==== Records supplied ====

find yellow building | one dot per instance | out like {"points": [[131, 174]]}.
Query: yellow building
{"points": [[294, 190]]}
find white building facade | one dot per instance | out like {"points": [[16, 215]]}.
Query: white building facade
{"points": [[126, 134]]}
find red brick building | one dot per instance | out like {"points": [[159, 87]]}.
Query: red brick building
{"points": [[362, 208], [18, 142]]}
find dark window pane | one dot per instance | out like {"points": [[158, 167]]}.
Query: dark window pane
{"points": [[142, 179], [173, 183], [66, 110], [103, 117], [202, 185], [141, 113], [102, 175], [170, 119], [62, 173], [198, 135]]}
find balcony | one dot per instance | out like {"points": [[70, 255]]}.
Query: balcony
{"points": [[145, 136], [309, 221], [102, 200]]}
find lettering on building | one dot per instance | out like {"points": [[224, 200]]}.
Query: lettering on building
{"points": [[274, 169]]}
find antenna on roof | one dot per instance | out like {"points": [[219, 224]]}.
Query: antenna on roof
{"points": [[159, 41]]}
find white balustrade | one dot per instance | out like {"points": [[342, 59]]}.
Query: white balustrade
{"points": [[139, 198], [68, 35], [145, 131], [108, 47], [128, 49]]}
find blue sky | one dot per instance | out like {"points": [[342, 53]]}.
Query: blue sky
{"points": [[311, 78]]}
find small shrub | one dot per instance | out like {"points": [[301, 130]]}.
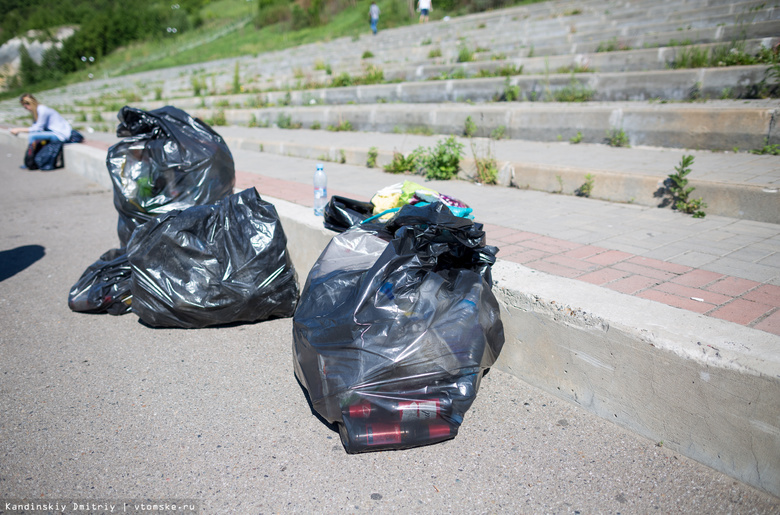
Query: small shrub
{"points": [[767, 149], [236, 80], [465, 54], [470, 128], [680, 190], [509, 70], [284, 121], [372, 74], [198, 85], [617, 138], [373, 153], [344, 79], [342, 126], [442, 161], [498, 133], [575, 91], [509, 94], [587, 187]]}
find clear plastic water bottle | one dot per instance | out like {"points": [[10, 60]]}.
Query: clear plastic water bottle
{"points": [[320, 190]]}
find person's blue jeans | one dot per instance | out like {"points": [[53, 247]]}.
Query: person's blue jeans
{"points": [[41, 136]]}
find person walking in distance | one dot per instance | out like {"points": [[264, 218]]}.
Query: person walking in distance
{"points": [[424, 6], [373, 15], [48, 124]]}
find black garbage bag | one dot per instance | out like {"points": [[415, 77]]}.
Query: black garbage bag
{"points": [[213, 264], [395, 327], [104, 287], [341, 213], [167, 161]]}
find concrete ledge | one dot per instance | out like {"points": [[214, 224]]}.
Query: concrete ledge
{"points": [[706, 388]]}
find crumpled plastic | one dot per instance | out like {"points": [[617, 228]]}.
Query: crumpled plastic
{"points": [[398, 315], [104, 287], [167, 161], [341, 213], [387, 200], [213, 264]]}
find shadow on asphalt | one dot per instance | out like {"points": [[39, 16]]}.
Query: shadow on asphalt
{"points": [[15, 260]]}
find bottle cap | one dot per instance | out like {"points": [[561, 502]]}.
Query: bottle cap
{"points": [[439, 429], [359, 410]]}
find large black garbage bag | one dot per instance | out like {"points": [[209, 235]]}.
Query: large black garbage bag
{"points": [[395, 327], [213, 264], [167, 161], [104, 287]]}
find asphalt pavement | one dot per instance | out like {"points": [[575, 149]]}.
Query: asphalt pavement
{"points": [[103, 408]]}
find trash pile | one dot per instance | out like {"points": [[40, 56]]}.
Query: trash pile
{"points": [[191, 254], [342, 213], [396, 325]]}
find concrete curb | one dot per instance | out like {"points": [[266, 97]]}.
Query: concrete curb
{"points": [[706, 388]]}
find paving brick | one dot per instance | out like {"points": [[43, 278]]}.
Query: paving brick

====

▶ **Try it**: The whole listing is to be duplicated verbatim, apart from its images.

▶ **Answer to the problem**:
find yellow building | one dot per instance | out like {"points": [[131, 174]]}.
Query: yellow building
{"points": [[294, 190]]}
find white building facade | one dot per instance | out like {"points": [[16, 215]]}.
Query: white building facade
{"points": [[126, 134]]}
find red brick building | one dot per instance | out like {"points": [[159, 87]]}.
Query: red brick building
{"points": [[362, 208], [18, 142]]}
find dark window pane | one dot per instance | out like {"points": [[158, 167]]}.
Query: dark window pane
{"points": [[142, 179], [173, 183], [66, 110], [103, 117], [202, 185], [141, 113], [102, 175], [170, 119], [62, 173], [198, 135]]}
find balcony | one dot per instance | out like {"points": [[70, 255]]}.
Query: balcony
{"points": [[145, 136], [309, 221], [102, 200]]}
find lettering on building | one dot per instance | out like {"points": [[224, 200]]}.
Query: lettering on building
{"points": [[274, 169]]}
find antenna on roof | one dot per instance | out like {"points": [[219, 224]]}.
Query: antenna on roof
{"points": [[159, 41]]}
find white balustrade | one dot per instance | out like {"points": [[342, 59]]}.
Query: white balustrade
{"points": [[139, 198], [68, 35], [145, 131], [108, 47], [128, 49]]}
find blue sky | one dot per instance | out like {"points": [[342, 53]]}.
Query: blue sky
{"points": [[311, 78]]}
find small shrub | one dot per instance | out like {"points": [[301, 130]]}.
Query: small shrub
{"points": [[767, 149], [236, 80], [465, 54], [470, 128], [680, 190], [509, 70], [284, 121], [372, 74], [198, 85], [617, 138], [373, 153], [344, 79], [342, 126], [442, 161], [498, 133], [575, 91], [509, 94], [587, 187]]}
find clear plastic water bottle | one dot per instance | out like {"points": [[10, 60]]}.
Query: clear plastic water bottle
{"points": [[320, 190]]}
find person's blue jeans | one dot per instance | out like {"points": [[53, 247]]}.
Query: person's blue jeans
{"points": [[41, 136]]}
find person walking in distance | one dot per instance | out like {"points": [[264, 218]]}.
Query: person walking in distance
{"points": [[424, 6], [373, 15], [48, 124]]}
find black garbage bag | one dot per instance | out like {"points": [[415, 77]]}.
Query: black garbage bag
{"points": [[213, 264], [395, 327], [104, 287], [341, 213], [167, 161]]}
find concrete ledge | one dot per instance | out like {"points": [[214, 224]]}.
Query: concrete ledge
{"points": [[706, 388]]}
find crumpled plastic | one dot per instance | out like {"points": [[617, 228]]}.
Query: crumpled plastic
{"points": [[398, 315], [104, 287], [167, 161], [341, 213], [387, 200], [213, 264]]}
find shadow on asphalt | one dot per instance | out like {"points": [[39, 16]]}.
Query: shadow on asphalt
{"points": [[15, 260]]}
find bottle cap | one dot per instance | out like {"points": [[561, 502]]}.
Query: bottle cap
{"points": [[439, 429], [359, 410]]}
find large black garbage bag | one dot per instance | out like {"points": [[209, 235]]}.
Query: large black garbage bag
{"points": [[395, 327], [213, 264], [167, 161], [104, 287]]}
find asphalt pavement | one dot per instance | out like {"points": [[575, 149]]}.
Query: asphalt pavement
{"points": [[103, 408]]}
find trash pile | one dot per instance | out like {"points": [[40, 56]]}.
Query: trash pile
{"points": [[191, 254], [342, 213], [396, 325]]}
find concrete curb | one dot per instance | out like {"points": [[266, 97]]}.
Query: concrete curb
{"points": [[706, 388]]}
find paving brick | one dot per instance | out like {"points": [[43, 278]]}.
Query: paving brick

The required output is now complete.